» **WHAT NEEDS TO BE DONE**: Could you copy out the full passage on the Battle of Amiens, word for word?

» **SELECTED TEXT**:

****************

The Battle of Amiens was a significant turning point in the tempo of the war. The Germans had started the war with the Schlieffen Plan before the Race to the Sea slowed movement on the Western Front, and the war devolved into trench warfare. The German spring offensive earlier in 1918 had once again given Germany the offensive edge on the Western Front. Armoured support helped the Allies tear a hole through trench lines, weakening once-impregnable trench positions: the British Third Army, with no armoured support, had almost no effect on the line, while the Fourth, with fewer than a thousand tanks, broke deep into German territory.

The British war correspondent Philip Gibbs noted Amiens' effect on the war's tempo, saying on 27 August that "the enemy...is on the defensive" and "the initiative of attack is so completely in our hands that we are able to strike him at many different places." Gibbs also credits Amiens with a shift in troop morale, saying, "The change has been greater in the minds of men than in the taking of territory. On our side, the army seems to be buoyed up with the enormous hope of getting on with this business quickly" and that, "there is a change also in the enemy's mind. They no longer have even a dim hope of victory on this western front. All they hope for now is to defend themselves long enough to gain peace by negotiation."

==In popular culture==
On the night of August 8–9, 1918, as Doughboys from the 33rd U.S. Division were beginning their assault on Chipilly Ridge, American war poet Lt. John Allan Wyeth and Lieut. Thomas J. Cochrane were assigned to deliver sealed orders from Division HQ at Molliens-au-Bois to the Field Headquarters of all three battalions engaged in the attack. The location of each battalion was unknown, but they were believed to be along the northern bank of the Somme, near the village of Sailly-le-Sec. In his 1928 sonnet sequence This Man's Army, Wyeth described the mission in detail in his six interlinked "Chipilly Ridge sonnets."

****************

(Saved entries)
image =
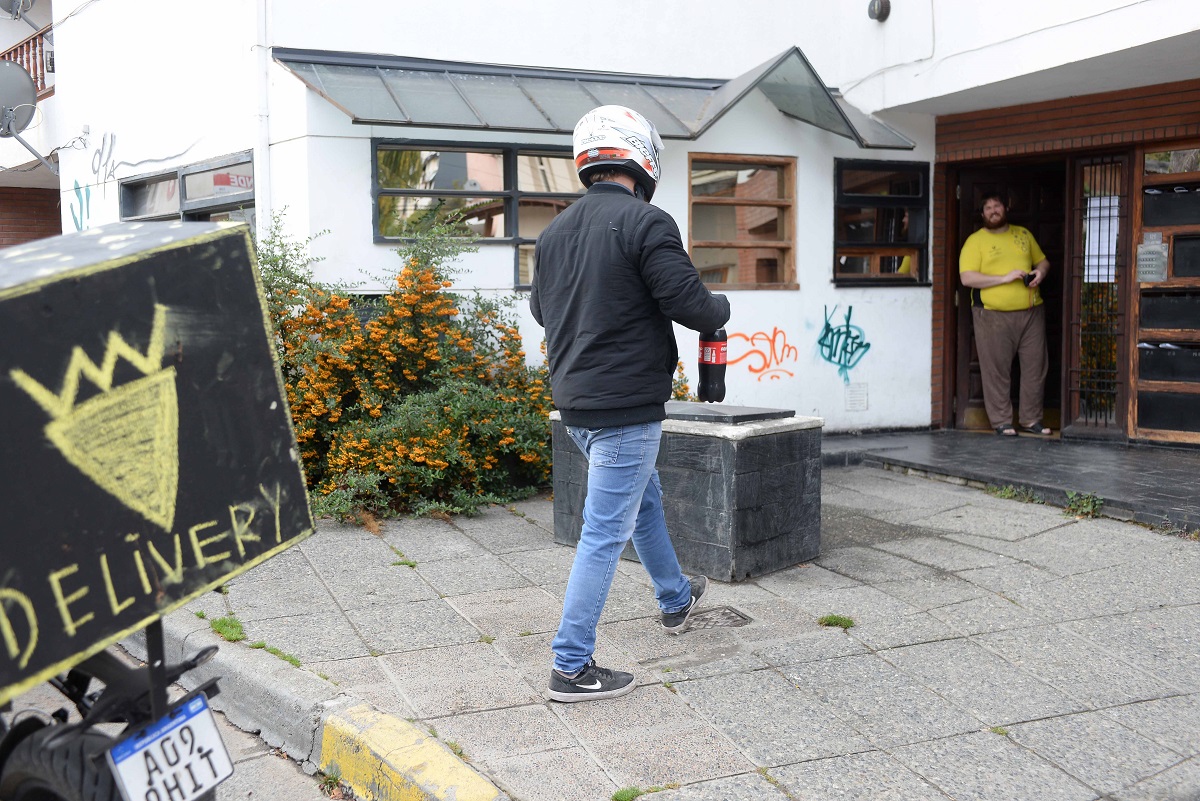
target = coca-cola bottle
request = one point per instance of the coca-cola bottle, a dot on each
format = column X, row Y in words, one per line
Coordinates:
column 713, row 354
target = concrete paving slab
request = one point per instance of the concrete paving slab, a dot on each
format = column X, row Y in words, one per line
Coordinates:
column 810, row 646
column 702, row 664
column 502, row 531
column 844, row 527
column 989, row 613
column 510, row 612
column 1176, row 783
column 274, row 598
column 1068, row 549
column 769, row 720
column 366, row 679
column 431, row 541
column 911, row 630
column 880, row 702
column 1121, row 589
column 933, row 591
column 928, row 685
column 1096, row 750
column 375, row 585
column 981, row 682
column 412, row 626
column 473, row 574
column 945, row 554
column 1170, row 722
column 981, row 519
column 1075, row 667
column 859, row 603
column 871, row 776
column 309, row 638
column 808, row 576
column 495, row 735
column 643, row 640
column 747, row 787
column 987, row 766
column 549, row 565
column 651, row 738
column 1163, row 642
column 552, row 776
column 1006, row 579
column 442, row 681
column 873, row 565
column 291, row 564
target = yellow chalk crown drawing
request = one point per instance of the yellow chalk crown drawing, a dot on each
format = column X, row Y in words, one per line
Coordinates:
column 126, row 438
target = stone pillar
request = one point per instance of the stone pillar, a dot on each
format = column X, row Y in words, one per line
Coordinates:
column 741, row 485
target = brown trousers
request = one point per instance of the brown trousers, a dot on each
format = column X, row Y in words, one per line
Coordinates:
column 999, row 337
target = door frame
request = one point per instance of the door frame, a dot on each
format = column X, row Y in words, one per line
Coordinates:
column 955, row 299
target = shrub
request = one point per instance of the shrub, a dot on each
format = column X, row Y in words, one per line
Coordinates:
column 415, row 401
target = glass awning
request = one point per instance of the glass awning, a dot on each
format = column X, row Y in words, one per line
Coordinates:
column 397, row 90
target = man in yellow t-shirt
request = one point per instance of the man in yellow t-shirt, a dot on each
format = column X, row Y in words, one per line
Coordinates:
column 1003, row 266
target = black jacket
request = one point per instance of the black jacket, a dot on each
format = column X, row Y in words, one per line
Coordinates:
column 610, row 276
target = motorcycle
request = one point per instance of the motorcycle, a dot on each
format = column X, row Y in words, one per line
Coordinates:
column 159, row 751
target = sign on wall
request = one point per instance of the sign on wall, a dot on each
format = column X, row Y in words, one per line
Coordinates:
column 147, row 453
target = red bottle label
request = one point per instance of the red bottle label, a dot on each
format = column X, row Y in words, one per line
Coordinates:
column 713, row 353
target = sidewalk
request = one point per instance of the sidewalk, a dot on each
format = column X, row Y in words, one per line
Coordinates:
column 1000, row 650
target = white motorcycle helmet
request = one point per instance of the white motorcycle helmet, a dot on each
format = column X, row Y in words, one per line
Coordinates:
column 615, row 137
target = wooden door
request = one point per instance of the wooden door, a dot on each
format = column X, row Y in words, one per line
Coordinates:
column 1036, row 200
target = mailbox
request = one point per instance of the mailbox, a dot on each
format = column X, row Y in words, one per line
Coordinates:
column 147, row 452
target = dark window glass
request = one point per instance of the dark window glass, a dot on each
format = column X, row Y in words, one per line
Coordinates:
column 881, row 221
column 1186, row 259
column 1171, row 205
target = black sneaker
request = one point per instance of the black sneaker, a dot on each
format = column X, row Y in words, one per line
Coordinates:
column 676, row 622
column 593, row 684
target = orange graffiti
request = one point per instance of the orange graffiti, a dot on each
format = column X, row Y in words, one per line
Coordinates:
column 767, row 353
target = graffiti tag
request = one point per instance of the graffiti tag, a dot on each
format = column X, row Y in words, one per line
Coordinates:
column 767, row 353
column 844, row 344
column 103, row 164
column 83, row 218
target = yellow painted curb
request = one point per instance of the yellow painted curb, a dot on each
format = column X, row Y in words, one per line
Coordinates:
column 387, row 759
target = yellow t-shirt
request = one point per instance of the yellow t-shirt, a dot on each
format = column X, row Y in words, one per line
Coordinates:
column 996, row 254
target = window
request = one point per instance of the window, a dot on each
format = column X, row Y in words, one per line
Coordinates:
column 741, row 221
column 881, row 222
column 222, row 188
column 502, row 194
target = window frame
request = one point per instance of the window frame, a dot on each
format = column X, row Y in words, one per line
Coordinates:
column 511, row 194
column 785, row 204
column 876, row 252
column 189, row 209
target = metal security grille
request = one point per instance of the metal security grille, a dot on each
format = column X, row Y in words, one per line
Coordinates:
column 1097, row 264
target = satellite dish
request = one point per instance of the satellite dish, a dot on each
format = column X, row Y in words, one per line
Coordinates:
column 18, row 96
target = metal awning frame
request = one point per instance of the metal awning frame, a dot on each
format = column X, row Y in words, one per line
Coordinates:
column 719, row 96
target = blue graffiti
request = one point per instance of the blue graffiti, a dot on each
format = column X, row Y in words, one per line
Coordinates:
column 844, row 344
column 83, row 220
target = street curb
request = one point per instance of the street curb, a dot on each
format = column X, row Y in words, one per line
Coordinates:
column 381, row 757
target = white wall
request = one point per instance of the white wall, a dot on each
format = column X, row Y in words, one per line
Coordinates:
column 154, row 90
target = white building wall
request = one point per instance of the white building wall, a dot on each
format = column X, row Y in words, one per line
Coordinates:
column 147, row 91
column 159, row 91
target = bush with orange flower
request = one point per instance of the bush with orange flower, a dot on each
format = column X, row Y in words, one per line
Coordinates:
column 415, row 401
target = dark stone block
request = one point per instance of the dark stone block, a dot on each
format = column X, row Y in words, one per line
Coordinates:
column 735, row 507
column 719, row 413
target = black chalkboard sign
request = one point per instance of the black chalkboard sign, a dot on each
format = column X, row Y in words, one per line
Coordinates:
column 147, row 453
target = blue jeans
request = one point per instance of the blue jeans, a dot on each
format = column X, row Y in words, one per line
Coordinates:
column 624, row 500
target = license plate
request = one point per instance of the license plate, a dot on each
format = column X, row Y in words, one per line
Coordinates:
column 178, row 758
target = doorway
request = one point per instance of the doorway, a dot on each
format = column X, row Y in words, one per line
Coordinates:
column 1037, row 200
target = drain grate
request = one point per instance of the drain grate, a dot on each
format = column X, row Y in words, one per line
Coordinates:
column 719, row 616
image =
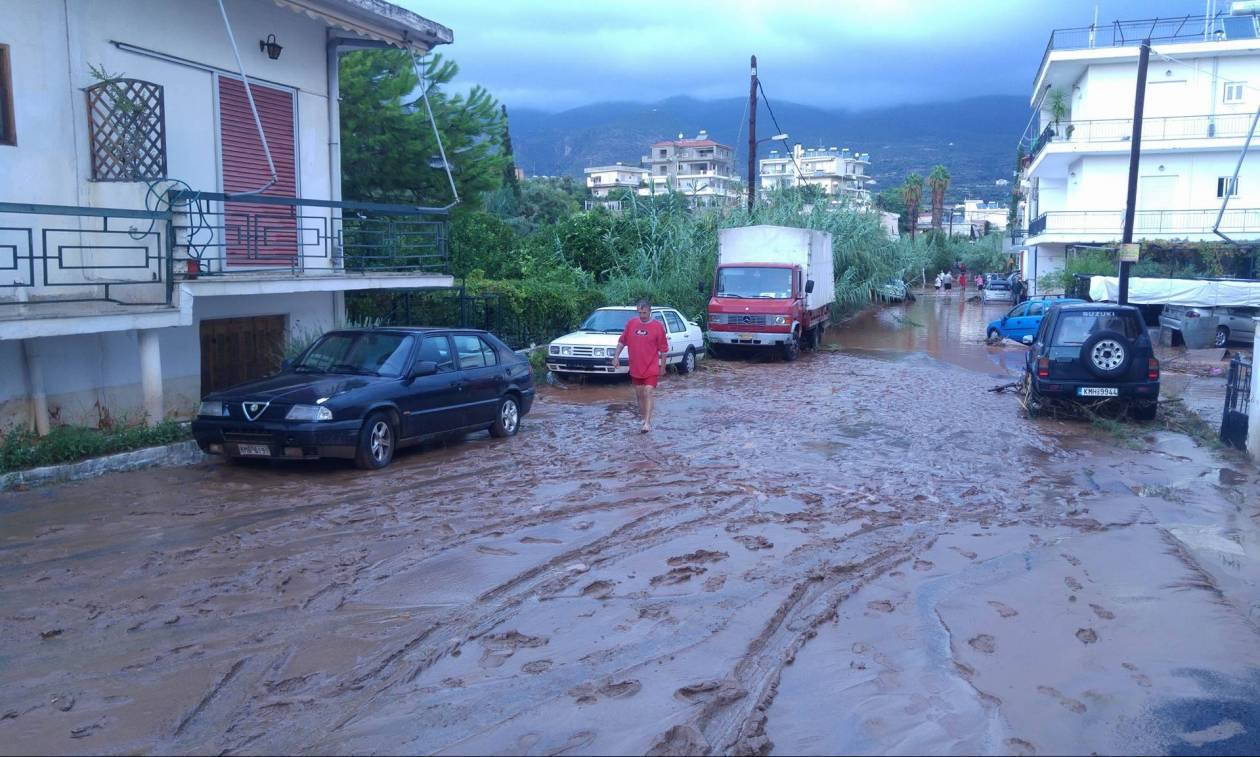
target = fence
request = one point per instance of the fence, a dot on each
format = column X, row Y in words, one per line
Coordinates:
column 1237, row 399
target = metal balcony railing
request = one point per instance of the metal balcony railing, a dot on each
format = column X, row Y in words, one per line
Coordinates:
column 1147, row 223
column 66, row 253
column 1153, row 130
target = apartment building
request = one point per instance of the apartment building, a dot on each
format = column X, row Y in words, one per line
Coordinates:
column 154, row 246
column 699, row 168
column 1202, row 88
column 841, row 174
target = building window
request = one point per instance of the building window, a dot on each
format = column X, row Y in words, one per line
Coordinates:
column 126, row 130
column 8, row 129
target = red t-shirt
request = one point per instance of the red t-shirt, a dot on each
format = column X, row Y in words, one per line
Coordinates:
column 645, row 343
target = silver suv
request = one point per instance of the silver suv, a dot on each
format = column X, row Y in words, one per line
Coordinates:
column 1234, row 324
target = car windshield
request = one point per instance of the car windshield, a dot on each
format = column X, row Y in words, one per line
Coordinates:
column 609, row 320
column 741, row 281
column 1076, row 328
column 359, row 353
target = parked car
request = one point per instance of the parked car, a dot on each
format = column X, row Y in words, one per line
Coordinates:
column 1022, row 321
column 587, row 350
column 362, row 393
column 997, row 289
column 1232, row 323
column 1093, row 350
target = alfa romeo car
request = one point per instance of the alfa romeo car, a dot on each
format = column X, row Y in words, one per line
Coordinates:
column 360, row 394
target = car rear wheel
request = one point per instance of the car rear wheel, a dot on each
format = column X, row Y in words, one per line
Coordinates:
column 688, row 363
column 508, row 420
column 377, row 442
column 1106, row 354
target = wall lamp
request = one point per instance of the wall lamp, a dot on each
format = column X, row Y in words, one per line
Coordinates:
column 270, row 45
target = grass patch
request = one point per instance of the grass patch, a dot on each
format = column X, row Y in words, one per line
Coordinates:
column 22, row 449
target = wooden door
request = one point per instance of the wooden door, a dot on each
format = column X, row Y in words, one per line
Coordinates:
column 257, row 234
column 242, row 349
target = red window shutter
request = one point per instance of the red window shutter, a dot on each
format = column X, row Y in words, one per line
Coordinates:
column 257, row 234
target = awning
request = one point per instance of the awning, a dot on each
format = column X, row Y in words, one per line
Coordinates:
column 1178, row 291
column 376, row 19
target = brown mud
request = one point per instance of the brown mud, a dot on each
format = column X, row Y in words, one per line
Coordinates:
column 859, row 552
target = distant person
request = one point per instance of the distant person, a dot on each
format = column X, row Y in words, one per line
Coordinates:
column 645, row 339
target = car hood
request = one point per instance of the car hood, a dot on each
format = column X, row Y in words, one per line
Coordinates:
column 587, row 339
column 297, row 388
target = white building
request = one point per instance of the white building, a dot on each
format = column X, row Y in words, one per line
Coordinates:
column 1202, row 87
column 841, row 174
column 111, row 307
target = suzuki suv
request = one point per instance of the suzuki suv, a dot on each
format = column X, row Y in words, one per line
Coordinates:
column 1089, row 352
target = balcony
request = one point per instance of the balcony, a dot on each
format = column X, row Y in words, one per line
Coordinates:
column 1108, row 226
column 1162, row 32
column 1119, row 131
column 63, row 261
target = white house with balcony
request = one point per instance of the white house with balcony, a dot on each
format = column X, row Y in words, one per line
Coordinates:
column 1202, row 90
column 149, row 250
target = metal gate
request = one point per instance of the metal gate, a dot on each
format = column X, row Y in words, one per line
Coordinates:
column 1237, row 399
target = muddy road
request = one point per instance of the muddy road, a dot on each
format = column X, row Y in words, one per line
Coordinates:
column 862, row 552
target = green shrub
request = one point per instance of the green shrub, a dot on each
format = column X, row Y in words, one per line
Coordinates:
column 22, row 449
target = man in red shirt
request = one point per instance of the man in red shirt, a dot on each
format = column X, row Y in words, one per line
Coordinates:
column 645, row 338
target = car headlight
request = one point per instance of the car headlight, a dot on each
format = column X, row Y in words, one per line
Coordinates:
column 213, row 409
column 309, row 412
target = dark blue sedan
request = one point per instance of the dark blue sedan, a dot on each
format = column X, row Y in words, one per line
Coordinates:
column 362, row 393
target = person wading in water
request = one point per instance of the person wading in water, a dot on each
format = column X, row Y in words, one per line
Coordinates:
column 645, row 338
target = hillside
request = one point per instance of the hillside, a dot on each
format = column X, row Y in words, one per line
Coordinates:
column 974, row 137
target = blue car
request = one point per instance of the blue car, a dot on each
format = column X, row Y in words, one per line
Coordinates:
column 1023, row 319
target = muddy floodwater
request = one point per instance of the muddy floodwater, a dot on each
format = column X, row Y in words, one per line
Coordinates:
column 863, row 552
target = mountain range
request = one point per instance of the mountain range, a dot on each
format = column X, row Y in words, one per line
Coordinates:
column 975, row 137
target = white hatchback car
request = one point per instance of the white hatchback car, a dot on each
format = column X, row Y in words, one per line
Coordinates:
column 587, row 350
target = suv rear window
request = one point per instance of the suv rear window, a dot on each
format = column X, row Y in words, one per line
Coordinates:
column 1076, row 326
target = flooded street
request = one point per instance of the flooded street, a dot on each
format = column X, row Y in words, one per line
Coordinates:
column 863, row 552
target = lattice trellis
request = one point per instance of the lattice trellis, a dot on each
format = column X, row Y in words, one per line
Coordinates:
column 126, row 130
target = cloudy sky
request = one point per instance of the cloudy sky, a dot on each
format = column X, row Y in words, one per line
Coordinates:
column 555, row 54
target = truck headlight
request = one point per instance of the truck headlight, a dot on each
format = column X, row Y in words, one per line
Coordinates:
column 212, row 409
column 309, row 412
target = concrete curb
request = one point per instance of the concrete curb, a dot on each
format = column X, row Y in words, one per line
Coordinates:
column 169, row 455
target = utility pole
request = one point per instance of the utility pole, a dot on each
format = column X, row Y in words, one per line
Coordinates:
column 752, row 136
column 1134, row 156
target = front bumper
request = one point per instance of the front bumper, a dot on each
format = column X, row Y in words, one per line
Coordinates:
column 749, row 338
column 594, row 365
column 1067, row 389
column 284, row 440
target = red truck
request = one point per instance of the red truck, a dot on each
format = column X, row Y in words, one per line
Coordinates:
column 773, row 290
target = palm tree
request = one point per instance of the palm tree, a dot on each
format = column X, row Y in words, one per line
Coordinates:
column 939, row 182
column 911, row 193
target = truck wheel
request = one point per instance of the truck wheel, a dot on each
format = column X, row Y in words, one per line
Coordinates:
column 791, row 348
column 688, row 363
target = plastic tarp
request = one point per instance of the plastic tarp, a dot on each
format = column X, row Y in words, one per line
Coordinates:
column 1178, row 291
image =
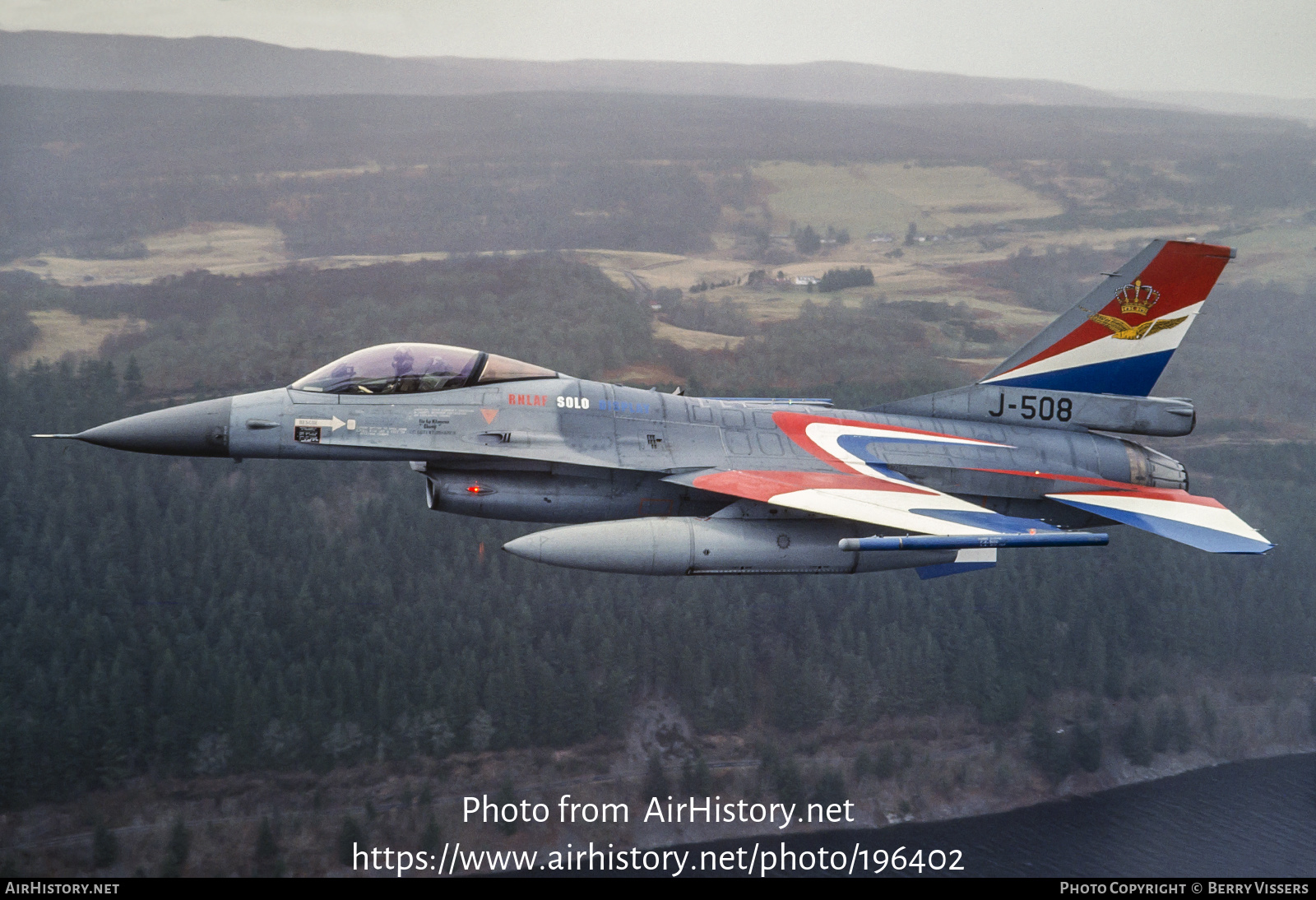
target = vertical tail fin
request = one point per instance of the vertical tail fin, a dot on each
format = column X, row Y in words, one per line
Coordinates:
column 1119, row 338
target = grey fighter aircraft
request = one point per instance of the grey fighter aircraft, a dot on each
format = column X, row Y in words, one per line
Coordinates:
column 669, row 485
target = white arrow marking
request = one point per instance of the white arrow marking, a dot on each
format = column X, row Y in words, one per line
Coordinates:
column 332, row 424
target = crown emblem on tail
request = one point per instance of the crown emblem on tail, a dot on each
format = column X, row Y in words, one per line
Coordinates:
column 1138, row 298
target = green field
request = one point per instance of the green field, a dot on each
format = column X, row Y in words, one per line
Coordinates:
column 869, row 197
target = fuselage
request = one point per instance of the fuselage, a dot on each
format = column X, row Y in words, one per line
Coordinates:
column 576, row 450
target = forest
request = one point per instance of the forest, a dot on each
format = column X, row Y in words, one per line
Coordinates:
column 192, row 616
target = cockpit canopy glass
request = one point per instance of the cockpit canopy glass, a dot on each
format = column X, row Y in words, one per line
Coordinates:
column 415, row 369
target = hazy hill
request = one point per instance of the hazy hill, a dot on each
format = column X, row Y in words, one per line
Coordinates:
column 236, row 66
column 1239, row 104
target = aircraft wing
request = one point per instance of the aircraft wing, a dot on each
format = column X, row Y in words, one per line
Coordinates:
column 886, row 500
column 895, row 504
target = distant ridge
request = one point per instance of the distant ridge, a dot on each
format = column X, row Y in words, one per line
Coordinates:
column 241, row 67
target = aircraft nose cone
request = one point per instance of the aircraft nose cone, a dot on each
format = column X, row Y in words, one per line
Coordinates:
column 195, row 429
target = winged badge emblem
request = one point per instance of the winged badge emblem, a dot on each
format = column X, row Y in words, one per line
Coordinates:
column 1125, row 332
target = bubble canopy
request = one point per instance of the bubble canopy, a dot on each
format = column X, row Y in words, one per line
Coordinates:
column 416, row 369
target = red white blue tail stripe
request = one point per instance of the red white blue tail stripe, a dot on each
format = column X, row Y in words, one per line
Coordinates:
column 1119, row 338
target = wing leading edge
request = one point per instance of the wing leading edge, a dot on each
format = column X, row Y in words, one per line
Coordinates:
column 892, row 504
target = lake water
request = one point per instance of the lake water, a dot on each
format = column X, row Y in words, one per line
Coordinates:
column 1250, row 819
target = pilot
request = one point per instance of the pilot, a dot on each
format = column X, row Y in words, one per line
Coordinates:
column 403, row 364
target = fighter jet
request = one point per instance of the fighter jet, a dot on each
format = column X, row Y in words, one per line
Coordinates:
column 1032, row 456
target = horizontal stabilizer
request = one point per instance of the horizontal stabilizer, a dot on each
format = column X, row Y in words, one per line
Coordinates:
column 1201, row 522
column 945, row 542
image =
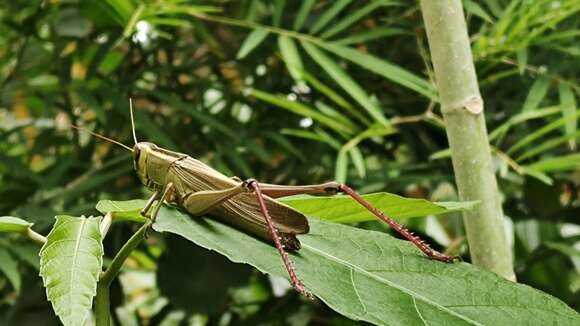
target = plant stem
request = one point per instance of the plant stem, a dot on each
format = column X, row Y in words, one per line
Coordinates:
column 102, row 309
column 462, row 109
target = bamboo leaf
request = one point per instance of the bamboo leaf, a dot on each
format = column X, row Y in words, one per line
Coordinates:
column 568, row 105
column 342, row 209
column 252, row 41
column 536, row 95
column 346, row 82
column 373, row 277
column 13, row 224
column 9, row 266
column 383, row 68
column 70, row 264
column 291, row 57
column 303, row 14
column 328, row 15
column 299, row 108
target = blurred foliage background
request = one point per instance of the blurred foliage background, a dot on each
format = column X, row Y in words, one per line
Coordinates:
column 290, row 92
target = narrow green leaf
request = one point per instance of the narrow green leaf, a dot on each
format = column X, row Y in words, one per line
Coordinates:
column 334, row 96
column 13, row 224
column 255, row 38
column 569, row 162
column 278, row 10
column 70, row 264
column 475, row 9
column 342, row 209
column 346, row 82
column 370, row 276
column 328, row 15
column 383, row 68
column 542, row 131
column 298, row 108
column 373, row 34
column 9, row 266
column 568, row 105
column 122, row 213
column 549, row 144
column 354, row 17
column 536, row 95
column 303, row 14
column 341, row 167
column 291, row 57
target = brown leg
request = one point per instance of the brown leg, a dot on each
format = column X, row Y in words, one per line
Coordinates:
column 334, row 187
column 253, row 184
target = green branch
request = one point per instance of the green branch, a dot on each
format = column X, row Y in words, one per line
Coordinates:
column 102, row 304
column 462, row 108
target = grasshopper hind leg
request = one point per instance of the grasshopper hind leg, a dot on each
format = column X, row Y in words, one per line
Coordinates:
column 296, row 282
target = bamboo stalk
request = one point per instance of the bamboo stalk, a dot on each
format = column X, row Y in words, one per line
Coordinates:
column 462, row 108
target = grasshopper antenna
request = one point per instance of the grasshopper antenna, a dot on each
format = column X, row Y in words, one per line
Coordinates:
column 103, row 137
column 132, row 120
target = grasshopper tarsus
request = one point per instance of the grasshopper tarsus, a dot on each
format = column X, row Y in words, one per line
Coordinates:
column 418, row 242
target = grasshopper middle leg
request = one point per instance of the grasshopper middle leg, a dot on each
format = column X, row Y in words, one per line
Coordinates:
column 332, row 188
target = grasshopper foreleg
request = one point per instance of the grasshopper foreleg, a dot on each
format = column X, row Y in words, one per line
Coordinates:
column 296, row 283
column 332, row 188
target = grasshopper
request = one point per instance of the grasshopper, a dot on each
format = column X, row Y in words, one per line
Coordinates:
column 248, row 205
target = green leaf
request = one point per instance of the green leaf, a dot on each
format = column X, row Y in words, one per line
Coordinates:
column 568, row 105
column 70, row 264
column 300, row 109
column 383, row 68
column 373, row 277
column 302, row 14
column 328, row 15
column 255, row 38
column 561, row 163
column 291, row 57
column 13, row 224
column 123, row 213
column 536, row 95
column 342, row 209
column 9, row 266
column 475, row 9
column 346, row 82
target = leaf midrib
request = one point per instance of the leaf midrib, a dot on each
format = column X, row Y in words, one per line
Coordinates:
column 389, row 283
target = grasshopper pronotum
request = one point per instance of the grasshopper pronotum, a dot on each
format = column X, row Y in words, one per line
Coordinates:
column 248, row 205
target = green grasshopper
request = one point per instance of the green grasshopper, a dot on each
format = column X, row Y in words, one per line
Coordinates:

****************

» **RESULT FOR THIS EXERCISE**:
The Battle of Amiens was a significant turning point in the tempo of the war. The Germans had started the war with the Schlieffen Plan before the Race to the Sea slowed movement on the Western Front, and the war devolved into trench warfare. The German spring offensive earlier in 1918 had once again given Germany the offensive edge on the Western Front. Armoured support helped the Allies tear a hole through trench lines, weakening once-impregnable trench positions: the British Third Army, with no armoured support, had almost no effect on the line, while the Fourth, with fewer than a thousand tanks, broke deep into German territory.

The British war correspondent Philip Gibbs noted Amiens' effect on the war's tempo, saying on 27 August that "the enemy...is on the defensive" and "the initiative of attack is so completely in our hands that we are able to strike him at many different places." Gibbs also credits Amiens with a shift in troop morale, saying, "The change has been greater in the minds of men than in the taking of territory. On our side, the army seems to be buoyed up with the enormous hope of getting on with this business quickly" and that, "there is a change also in the enemy's mind. They no longer have even a dim hope of victory on this western front. All they hope for now is to defend themselves long enough to gain peace by negotiation."

==In popular culture==
On the night of August 8–9, 1918, as Doughboys from the 33rd U.S. Division were beginning their assault on Chipilly Ridge, American war poet Lt. John Allan Wyeth and Lieut. Thomas J. Cochrane were assigned to deliver sealed orders from Division HQ at Molliens-au-Bois to the Field Headquarters of all three battalions engaged in the attack. The location of each battalion was unknown, but they were believed to be along the northern bank of the Somme, near the village of Sailly-le-Sec. In his 1928 sonnet sequence This Man's Army, Wyeth described the mission in detail in his six interlinked "Chipilly Ridge sonnets."